RECORDED DATA:
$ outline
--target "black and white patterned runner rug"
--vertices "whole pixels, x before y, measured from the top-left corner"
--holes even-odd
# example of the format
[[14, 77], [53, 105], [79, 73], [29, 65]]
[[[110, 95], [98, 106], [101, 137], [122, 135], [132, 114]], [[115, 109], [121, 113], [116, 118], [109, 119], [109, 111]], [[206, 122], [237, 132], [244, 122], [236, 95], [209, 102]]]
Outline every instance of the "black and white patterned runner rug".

JOB:
Write out every entry again, keeping each line exactly the same.

FULL SOLUTION:
$ outline
--target "black and white patterned runner rug"
--vertices "whole pixels, x before y, measured from the top-left corner"
--holes even-odd
# example of the format
[[14, 77], [53, 105], [79, 73], [29, 65]]
[[[110, 95], [98, 106], [101, 137], [122, 135], [132, 114]], [[115, 109], [121, 113], [116, 118], [109, 119], [109, 111]], [[206, 122], [237, 132], [244, 122], [236, 95], [209, 102]]]
Outline every instance of the "black and white patterned runner rug".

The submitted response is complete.